- [Task directions] Return every entry below word for word, leaving out the pictures.
[START OF Data supplied]
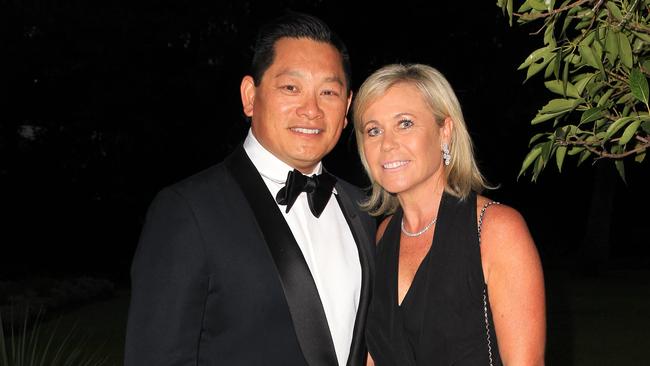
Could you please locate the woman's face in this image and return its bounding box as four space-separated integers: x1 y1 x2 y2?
361 83 451 194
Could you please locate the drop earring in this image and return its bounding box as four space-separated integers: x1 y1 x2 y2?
442 142 451 166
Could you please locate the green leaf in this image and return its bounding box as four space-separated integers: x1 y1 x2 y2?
580 107 605 124
539 140 553 166
641 58 650 72
618 32 632 69
614 159 627 183
578 43 600 69
555 146 566 172
528 132 547 146
517 46 553 70
618 120 641 145
641 121 650 134
544 57 560 79
605 1 623 21
596 88 614 107
528 0 548 11
605 117 635 139
616 93 634 104
539 99 582 113
568 146 585 156
578 149 591 166
630 69 648 104
524 52 555 81
530 111 568 125
605 29 618 66
632 32 650 43
517 144 542 178
544 20 557 48
517 0 533 13
574 72 594 95
544 80 580 98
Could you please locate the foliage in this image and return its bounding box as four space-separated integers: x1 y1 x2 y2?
0 310 106 366
497 0 650 181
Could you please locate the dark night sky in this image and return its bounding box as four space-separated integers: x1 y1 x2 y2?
0 0 650 280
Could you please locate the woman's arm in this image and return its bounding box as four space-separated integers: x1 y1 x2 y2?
479 200 546 366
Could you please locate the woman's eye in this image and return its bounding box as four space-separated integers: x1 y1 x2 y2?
366 127 381 137
399 118 413 128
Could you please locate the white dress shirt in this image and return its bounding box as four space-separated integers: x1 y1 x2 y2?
244 130 361 365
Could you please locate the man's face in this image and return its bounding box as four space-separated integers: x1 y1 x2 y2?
241 38 351 173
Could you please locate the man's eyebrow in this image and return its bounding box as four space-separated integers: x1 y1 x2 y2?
275 70 345 86
325 76 345 86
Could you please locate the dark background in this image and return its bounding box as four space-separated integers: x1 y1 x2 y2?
0 0 650 285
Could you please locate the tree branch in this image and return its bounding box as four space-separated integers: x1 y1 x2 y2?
555 135 650 159
513 0 603 20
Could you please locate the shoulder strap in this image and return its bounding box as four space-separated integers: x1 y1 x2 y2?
478 201 501 245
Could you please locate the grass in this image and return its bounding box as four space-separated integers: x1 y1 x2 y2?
15 269 650 366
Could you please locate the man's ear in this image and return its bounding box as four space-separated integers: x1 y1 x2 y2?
343 90 352 128
239 75 255 117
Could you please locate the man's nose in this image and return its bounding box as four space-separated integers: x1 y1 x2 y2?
297 93 323 119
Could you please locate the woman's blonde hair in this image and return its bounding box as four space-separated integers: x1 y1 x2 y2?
352 64 493 216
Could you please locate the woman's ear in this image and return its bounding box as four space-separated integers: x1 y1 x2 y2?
440 117 454 145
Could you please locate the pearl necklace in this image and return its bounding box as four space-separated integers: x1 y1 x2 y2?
401 217 438 238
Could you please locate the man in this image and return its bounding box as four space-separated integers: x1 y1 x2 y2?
125 13 375 366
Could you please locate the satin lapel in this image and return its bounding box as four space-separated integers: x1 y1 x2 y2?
336 184 374 366
226 146 338 366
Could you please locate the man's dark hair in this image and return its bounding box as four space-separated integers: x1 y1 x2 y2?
251 11 351 93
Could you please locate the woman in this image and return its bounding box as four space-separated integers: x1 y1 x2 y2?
353 64 545 366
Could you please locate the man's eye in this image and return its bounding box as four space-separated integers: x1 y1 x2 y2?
280 85 298 93
366 127 381 137
399 118 413 128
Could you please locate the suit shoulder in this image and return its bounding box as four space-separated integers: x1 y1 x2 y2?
336 177 366 201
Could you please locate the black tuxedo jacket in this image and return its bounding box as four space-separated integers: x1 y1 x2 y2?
125 146 375 366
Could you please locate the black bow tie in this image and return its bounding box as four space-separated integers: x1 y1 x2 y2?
275 169 336 217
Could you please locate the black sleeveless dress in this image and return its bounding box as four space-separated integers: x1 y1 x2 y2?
366 193 502 366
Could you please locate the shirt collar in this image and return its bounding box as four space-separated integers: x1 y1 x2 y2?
244 129 323 184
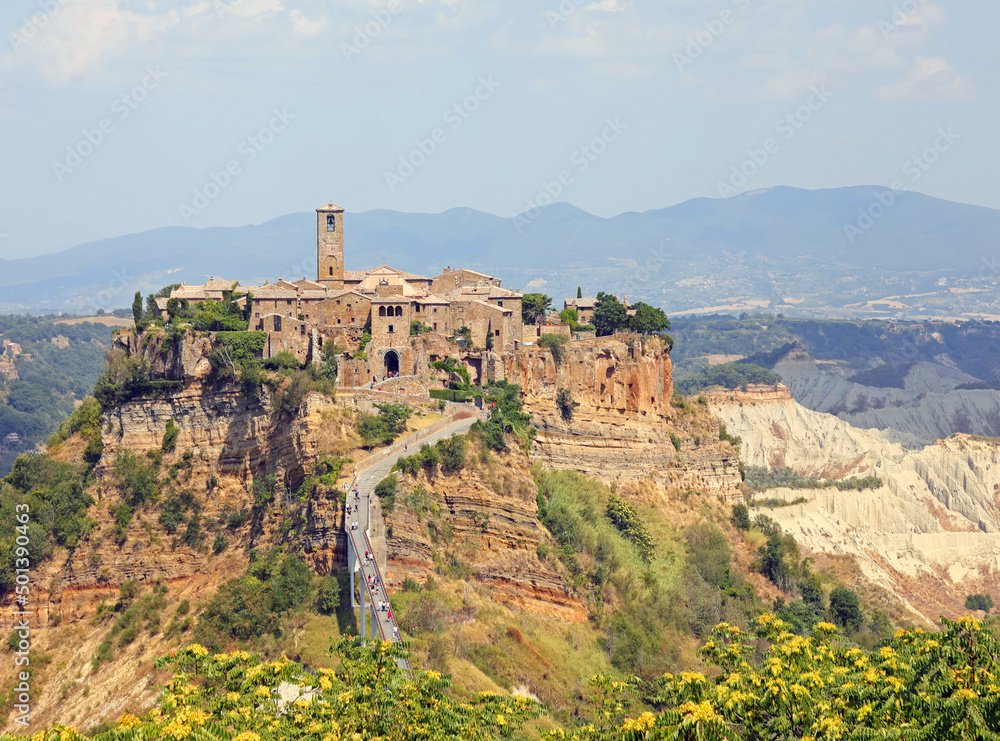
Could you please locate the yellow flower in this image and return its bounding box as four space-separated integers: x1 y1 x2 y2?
160 720 191 741
622 712 656 733
118 713 142 731
680 700 721 725
233 731 260 741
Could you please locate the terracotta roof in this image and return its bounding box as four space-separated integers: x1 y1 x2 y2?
253 287 299 301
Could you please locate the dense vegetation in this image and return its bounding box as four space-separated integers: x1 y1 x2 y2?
9 614 1000 741
675 363 781 396
0 315 111 475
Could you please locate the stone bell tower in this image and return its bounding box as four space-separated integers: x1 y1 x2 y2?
316 203 344 288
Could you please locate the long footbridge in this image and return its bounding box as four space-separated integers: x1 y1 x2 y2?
344 412 478 669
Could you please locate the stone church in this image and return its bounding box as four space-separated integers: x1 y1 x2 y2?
170 203 536 386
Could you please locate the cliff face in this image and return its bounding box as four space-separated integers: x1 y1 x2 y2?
386 442 587 622
713 390 1000 621
503 338 740 500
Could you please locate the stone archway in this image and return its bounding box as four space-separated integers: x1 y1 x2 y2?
382 350 399 377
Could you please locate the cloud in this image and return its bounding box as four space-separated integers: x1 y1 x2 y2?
872 54 977 101
290 10 330 36
0 0 181 85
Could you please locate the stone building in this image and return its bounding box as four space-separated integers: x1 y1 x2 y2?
170 203 524 376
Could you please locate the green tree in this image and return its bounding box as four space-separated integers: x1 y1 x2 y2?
132 291 145 330
830 587 865 632
628 301 670 334
965 594 993 612
521 293 552 324
593 291 628 337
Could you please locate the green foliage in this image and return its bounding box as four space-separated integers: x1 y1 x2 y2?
429 358 472 388
271 370 313 417
160 419 181 453
316 576 341 615
427 389 476 403
731 504 751 532
628 301 670 334
264 350 299 371
472 381 535 451
410 319 431 337
538 334 569 365
215 331 267 362
357 404 413 448
719 424 743 448
94 351 184 410
194 551 312 649
675 363 781 396
556 388 577 422
830 587 865 632
745 466 883 494
965 594 993 612
521 293 552 324
606 494 654 561
593 291 628 337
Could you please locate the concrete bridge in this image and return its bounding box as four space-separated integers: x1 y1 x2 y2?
344 412 479 669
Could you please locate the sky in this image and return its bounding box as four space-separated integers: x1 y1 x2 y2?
0 0 1000 259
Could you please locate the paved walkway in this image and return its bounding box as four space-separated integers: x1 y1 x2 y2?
344 416 477 669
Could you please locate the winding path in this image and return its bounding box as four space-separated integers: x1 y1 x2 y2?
344 415 478 669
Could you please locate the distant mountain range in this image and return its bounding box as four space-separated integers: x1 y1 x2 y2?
0 186 1000 317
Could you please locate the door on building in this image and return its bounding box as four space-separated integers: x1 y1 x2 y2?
382 350 399 376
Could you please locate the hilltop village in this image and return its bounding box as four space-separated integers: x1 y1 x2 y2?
157 199 595 392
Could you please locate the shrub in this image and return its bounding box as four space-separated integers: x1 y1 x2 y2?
830 587 865 631
730 504 750 531
160 419 181 453
538 334 569 365
965 594 993 612
556 388 576 422
316 576 342 615
263 350 299 370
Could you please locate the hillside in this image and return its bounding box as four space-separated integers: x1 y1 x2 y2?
0 333 777 730
0 316 111 476
0 187 1000 317
712 389 1000 622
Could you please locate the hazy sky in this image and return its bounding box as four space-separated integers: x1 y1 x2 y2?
0 0 1000 258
[END OF Data supplied]
- [Exercise result]
Could you please locate the woman's face in this image and return its bounding box as four space-separated integers: x1 y1 x2 y2?
361 83 451 194
Could you please locate the drop earring in this image and return its bounding box as four space-separated integers: x1 y1 x2 y2?
442 142 451 166
Could you please locate the green leaf in this image and return its bounding box as four space-separated integers: x1 y1 x2 y2?
580 107 605 124
539 140 553 166
641 58 650 72
618 32 632 69
614 159 627 183
578 43 600 69
555 146 566 172
528 132 547 146
517 46 553 70
618 120 641 145
641 121 650 134
544 57 560 79
605 1 623 21
596 88 614 107
528 0 548 11
605 117 635 139
616 93 634 104
539 99 582 113
568 146 585 156
578 149 591 166
630 69 648 104
524 52 555 81
530 111 568 125
605 29 618 66
632 32 650 43
517 144 542 178
544 20 557 48
517 0 533 13
574 72 594 95
544 80 580 98
Could you please locate the foliage in this image and return its bounding box as four space-separated integers: x1 y1 x2 y2?
0 310 106 366
497 0 650 181
Could you please locate the dark night sky in this image and return its bounding box as four space-separated integers: x1 y1 x2 y2?
0 0 650 280
Could you please locate the woman's arm in this image and return its bounding box as four space-separated integers: x1 y1 x2 y2?
479 200 546 366
Could you please locate the woman's eye in this image and return its bounding box as four space-separated integers: x1 y1 x2 y2?
366 127 381 137
399 118 413 128
Could you please locate the white dress shirt in this image and return its bounding box as four space-separated integers: x1 y1 x2 y2?
244 130 361 365
Could you please locate the man's face in this image and return its bounding box as four space-separated integers: x1 y1 x2 y2?
241 38 351 173
Could you please locate the man's eyebrow in this image and return its bounding box as four space-separated integers: x1 y1 x2 y2?
275 70 345 86
325 76 345 86
Could you please locate the dark background in this image and return its bounding box as four space-separated integers: x1 y1 x2 y2?
0 0 650 285
Could you please locate the tree branch in this image and return its bounding box as four space-separated integers: x1 y1 x2 y2?
555 135 650 159
513 0 603 20
Could you please locate the shoulder strap in this image and return its bounding box as four space-separated integers: x1 y1 x2 y2?
478 201 501 245
Could you please locate the grass in this image and return its bounding box as four space-separated integers: x1 y1 x2 y2?
15 269 650 366
Could you please locate the man's ear in this image and return its bounding box as four space-separated integers: x1 y1 x2 y2?
343 90 352 128
239 75 255 117
Could you please locate the man's nose in this image and return its bounding box as four space-separated integers: x1 y1 x2 y2?
297 93 323 119
Could you please locate the woman's blonde hair in this image and return its bounding box as four space-separated integers: x1 y1 x2 y2?
352 64 493 216
Could you please locate the woman's ear in this image and return its bounding box as four space-separated integers: x1 y1 x2 y2?
440 117 454 145
Could you please locate the pearl necklace in this image and return its bounding box as four space-separated integers: x1 y1 x2 y2?
401 217 438 238
Could you please locate the man in this image and return its bounding box as four space-separated integers: x1 y1 x2 y2?
125 13 375 366
Could you please locate the satin lapel in this image and return its bounding box as four space-separated integers: x1 y1 x2 y2?
336 184 374 366
226 146 338 366
Could you please locate the man's dark hair in this image and return its bounding box as four space-separated integers: x1 y1 x2 y2?
251 11 351 93
Could you please locate the woman in this image and return its bounding box as four space-separated integers: x1 y1 x2 y2?
353 64 545 366
Could you please locate the man's eye in this image and return its bounding box as four space-separated integers: x1 y1 x2 y2?
280 85 298 93
366 127 381 137
399 118 413 128
Could you please locate the suit shoulder in this image and return its bounding box as four space-separated integers: x1 y1 x2 y2?
336 177 366 201
Could you please locate the black tuxedo jacket in this image and return its bounding box as four space-separated integers: x1 y1 x2 y2?
125 146 375 366
Could you please locate the black bow tie in this image and return its bounding box as four space-separated integers: x1 y1 x2 y2?
275 169 336 217
Could you please locate the black sleeveless dress in this image and return its bounding box as four space-separated integers: x1 y1 x2 y2?
366 193 502 366
Could you please locate the shirt collar in this image and return its bounding box as four space-separated integers: x1 y1 x2 y2?
244 129 323 184
Could you please locate the yellow flower in this image and return its bounding box as four space-separated integers: x1 y1 x2 y2?
160 720 191 741
622 712 656 733
118 713 142 731
680 700 721 725
233 731 260 741
Could you please locate the terracotta roof in this image and return its bounding box as four space-separated integers: x1 y1 x2 y2?
253 287 299 301
Could you please locate the dense vegetation in this image and return its bounding box as four space-separated integers: x1 y1 x2 y2?
9 614 1000 741
675 363 781 396
0 315 111 475
Could you please locate the stone bell tower in this image and return its bounding box as four space-separated integers: x1 y1 x2 y2?
316 203 344 288
Could you please locate the long footbridge in this image and return its bounding box as four space-separated integers: x1 y1 x2 y2?
344 412 478 669
Could you please locate the stone church in this image and return its bounding box as four space-separated integers: x1 y1 x2 y2?
170 203 536 386
Could you please locate the cliff face in this image and return its bounding box as four space-separated integers: x1 y1 x2 y2?
386 442 587 622
713 390 1000 621
503 338 740 500
Could you please locate the stone archway in this image and return its bounding box as four space-separated integers: x1 y1 x2 y2?
382 350 399 377
Could you please locate the cloud in this image and return its bounding box as four space-separated integers: x1 y1 x2 y2?
872 54 977 101
290 10 330 36
0 0 181 85
Could you please locate the stone building in this image and return its bounding box as four space-separated integers: x1 y1 x2 y2?
170 203 524 376
Could you please locate the green tree in this image and return its bounding box as four space-separated integers: x1 y1 x2 y2?
132 291 145 330
830 587 865 632
628 301 670 334
965 594 993 612
521 293 552 324
593 291 628 337
Could you please locate the green foliage in this image and return its bounding box as four space-separated integers: x1 y1 x2 y2?
429 358 472 388
271 370 313 417
160 419 181 453
316 576 341 615
427 389 476 403
731 504 751 532
628 301 670 334
264 350 299 371
472 381 535 451
410 319 431 337
538 334 569 365
215 331 267 362
357 404 413 448
719 424 743 448
94 351 184 410
194 551 312 649
675 363 781 396
556 388 577 422
830 587 865 632
745 466 883 494
965 594 993 612
521 293 552 324
606 494 654 561
593 291 628 337
Could you please locate the concrete bridge in this image and return its bounding box as four space-separated integers: x1 y1 x2 y2?
344 412 479 669
Could you please locate the sky in this image and return its bounding box as four space-separated integers: x1 y1 x2 y2?
0 0 1000 259
Could you please locate the paved walkway in this image and return its bounding box as four space-separated integers: x1 y1 x2 y2?
344 416 477 669
Could you please locate the winding path in this image and return its bounding box as four space-separated integers: x1 y1 x2 y2?
344 415 478 669
Could you please locate the distant mountain range in this image and return its bounding box as four space-separated integers: x1 y1 x2 y2?
0 186 1000 317
Could you please locate the door on building in this image and return its bounding box as four space-separated integers: x1 y1 x2 y2?
382 350 399 376
Could you please locate the hilltop village in this image and return its bounding box as four space-separated integers: x1 y1 x2 y2?
157 199 595 392
Could you please locate the shrub in this image and return its bounding box as four space-separated integers: x1 y1 x2 y2?
830 587 865 631
730 504 750 531
160 419 181 453
538 334 569 365
965 594 993 612
556 388 576 422
316 576 342 615
263 350 299 370
Could you please locate the hillside in this image and return its bounding box as four space-separated integers: x1 y1 x2 y2?
0 333 777 730
0 316 111 476
0 187 1000 317
712 389 1000 622
Could you please locate the hazy sky in this image and return its bounding box as four space-separated integers: x1 y1 x2 y2?
0 0 1000 258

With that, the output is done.